▸ **Provided records**:
------------

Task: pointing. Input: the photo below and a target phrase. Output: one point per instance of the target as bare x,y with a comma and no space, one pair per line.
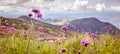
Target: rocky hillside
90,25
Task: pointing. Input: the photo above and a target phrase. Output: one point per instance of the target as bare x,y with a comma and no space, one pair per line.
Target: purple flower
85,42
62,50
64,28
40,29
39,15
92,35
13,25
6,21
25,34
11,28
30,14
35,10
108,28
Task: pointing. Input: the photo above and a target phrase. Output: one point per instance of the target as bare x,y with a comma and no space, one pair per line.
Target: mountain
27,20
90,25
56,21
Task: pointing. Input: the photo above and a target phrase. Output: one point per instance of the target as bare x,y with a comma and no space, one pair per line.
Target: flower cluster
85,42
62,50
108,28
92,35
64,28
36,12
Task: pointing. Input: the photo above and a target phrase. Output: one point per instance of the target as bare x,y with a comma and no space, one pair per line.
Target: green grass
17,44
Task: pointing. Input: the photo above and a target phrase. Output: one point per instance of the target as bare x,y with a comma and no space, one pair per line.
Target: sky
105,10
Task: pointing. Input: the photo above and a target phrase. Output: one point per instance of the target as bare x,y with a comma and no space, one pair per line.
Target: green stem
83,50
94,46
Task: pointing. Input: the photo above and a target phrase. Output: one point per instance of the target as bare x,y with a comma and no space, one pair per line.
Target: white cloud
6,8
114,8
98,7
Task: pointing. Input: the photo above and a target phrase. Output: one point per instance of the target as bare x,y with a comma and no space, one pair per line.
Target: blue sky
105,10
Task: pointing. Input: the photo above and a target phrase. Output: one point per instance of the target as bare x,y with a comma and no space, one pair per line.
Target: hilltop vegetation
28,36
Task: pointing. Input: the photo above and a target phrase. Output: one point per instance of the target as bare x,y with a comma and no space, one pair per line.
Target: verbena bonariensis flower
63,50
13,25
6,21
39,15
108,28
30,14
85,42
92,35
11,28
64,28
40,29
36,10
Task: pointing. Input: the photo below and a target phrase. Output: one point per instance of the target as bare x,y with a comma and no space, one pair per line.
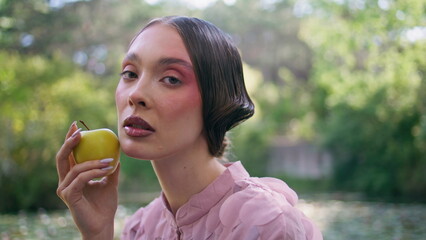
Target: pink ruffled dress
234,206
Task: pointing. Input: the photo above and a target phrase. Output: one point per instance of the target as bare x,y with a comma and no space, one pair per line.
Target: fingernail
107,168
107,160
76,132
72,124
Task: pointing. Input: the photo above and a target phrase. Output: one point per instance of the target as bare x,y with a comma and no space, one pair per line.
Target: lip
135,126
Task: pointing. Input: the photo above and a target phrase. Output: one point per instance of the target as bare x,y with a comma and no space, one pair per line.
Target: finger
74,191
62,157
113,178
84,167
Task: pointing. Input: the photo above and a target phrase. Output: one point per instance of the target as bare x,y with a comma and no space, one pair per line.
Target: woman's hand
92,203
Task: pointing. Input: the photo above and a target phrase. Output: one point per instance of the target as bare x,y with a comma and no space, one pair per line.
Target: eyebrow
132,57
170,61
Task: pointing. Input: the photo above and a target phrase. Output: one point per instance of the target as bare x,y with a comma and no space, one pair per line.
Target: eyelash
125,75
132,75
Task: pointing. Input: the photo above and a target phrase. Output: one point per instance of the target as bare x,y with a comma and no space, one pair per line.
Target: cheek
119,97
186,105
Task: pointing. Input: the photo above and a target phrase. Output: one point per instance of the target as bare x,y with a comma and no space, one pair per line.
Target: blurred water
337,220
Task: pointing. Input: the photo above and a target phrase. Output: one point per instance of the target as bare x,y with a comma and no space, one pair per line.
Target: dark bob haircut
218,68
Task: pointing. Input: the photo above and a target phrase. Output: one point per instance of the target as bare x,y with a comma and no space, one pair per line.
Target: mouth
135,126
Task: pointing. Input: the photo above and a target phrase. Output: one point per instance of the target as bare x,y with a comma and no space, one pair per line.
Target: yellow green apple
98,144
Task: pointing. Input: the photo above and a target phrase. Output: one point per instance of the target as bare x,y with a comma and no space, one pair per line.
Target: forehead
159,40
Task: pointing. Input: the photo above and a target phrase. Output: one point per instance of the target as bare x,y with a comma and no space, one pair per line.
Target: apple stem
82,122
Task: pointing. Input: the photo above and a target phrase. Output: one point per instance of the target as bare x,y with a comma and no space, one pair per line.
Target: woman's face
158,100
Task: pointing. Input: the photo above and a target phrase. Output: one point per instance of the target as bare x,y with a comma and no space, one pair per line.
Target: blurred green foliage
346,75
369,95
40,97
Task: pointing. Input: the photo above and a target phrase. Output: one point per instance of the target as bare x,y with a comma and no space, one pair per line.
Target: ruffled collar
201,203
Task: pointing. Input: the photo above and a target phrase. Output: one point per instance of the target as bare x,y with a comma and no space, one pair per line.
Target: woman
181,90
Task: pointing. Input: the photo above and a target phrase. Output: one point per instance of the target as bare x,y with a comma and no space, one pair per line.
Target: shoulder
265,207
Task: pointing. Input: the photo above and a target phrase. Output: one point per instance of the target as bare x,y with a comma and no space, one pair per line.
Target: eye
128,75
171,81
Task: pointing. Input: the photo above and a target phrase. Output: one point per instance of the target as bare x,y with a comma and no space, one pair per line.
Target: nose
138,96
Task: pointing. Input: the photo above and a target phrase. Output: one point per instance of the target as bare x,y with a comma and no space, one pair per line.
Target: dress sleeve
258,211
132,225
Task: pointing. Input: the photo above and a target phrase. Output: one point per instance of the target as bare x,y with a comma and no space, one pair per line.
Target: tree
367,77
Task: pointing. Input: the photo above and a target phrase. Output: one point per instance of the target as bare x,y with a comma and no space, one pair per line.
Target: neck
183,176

------------

▸ **What you are asked to do**: Count the lines in the records above that contain the word "ruffled". Give only the number.

▸ **The result**: 2